Directive 1 ::
Reproduce word for word the passage of the travel account that opens with the words containing "After we landed" and closes with "at around 6am.".

So to begin, it wasn't the easiest plan to get to Italy. We booked a Ryanair flight, and if you know anything about Ryanair you know they are cheap but tax the hell out of you. They also seem to only fly to major cities or completely obscure ones. In our case, our flight was from Santander to Bergamo (near Milan).
Now anyone that really knows me knows I like to be in charge of the plans, figure out all the time frames of everything, map out where to go and when. I had a guide book of all of the places we were going with maps and a booklet filled with train/bus schedules and costs. And in the first five minutes of our trip my plans were already thrown off. Our bus was fully booked so we would have to catch the later one and then miss the second bus to the airport and instead replace it with a taxi (This became a constant theme in our trip).
Santander has the smallest, ugliest airport I have ever seen in my life. When we entered we found that a lot of the interior was under construction with wires showing and ceilings missing. To make matters worse, there was a giant painting over this terrifying zone that had images of a winged-demon, UFOs, volcanoes, and about a half-dozen other apocalyptic things.
Overall though, the flight experience was fine. The only things that really stuck out was the greeting Ryanair gives you when you finally land. It's something along the lines of: intro 'happy beat,' "Congratulations, you landed! You were on another successful Ryanair flight!" First off, the recording makes you think, "Hmmm, they seemed a little too happy and surprised that we landed." And secondly, what do they play on one of their unsuccessful flights? "Sorry guys, we tried our best. But we'll have better luck next time!"
After we landed I learned my first Italian lesson: Public transportation is free, kind of. We spent about 15 minutes trying to buy tickets for a bus from the airport to the city, but when the bus finally arrived, everyone just piled on without paying anything or showing a ticket. Luckily the bus dropped us off in front of our hotel because it was already past midnight and we were tired from traveling all day.
But like all of our hotels on this trip, we found a surprise when we entered. First we noticed our closet which wasn't actually a closet but a shower. Another interesting addition was a window in the ceiling that could be opened or closed with blinds that could do the same. We chose to have the blinds open which turned into a terrible idea at around 6am.
Bergamo is usually just a stopping or starting point because of Ryanair flights, but most people miss out on it in order to get to Milan or Venice. Since we already had to spend the night there, we decided to see what it was all about.

(Dataset excerpts on object pointing)
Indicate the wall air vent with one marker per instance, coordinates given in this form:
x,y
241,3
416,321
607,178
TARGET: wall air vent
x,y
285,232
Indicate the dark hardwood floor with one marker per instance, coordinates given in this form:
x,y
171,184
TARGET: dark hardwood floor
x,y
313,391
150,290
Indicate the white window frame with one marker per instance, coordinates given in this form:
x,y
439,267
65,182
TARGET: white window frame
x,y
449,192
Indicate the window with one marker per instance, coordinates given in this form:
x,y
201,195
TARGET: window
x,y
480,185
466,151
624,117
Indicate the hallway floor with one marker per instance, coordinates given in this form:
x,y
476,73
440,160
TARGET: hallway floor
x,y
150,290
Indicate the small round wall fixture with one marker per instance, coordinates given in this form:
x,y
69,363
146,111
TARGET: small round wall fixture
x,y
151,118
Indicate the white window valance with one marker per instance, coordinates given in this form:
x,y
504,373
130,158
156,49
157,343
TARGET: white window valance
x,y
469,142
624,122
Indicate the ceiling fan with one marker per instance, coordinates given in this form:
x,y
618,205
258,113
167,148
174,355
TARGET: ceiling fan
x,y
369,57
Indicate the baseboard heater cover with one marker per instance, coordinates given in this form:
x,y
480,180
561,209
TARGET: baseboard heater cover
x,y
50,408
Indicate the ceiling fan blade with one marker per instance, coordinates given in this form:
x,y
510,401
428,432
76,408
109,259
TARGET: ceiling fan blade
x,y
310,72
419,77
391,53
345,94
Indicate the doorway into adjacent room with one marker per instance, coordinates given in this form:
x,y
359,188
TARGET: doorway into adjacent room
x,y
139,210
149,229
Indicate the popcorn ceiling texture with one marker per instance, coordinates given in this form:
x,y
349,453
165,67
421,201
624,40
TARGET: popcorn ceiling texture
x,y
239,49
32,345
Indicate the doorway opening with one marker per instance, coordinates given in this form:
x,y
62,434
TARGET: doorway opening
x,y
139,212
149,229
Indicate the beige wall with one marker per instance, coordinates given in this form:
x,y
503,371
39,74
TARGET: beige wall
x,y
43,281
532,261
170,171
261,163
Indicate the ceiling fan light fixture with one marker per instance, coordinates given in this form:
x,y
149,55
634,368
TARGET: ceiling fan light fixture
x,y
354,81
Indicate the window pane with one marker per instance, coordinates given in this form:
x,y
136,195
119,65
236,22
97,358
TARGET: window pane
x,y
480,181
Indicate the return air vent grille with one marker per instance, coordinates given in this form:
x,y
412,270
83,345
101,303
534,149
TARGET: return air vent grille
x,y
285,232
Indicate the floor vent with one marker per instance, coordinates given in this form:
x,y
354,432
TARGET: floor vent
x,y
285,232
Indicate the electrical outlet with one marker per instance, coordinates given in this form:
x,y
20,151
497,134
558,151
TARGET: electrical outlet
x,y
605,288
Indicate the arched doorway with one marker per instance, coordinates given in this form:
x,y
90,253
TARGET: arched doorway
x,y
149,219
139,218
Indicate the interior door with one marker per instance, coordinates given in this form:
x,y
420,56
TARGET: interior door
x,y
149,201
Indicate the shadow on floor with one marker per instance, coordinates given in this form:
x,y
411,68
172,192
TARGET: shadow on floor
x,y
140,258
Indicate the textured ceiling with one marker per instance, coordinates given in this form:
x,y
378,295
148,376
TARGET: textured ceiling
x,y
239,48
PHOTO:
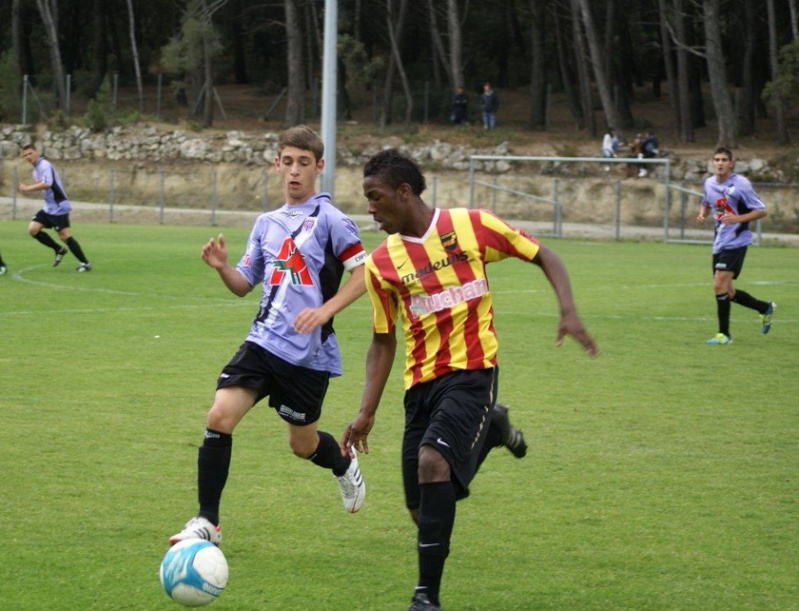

Directive 2 ::
Identify each line of the records that contains the string "round" and copy it in full. Treat the match as case-sensitive.

Task answer 1 ::
After we landed I learned my first Italian lesson: Public transportation is free, kind of. We spent about 15 minutes trying to buy tickets for a bus from the airport to the city, but when the bus finally arrived, everyone just piled on without paying anything or showing a ticket. Luckily the bus dropped us off in front of our hotel because it was already past midnight and we were tired from traveling all day.
But like all of our hotels on this trip, we found a surprise when we entered. First we noticed our closet which wasn't actually a closet but a shower. Another interesting addition was a window in the ceiling that could be opened or closed with blinds that could do the same. We chose to have the blinds open which turned into a terrible idea at around 6am.

Task answer 2 ::
Indicate the small round wall fixture with one marker per instance, coordinates given in this form:
TARGET: small round wall fixture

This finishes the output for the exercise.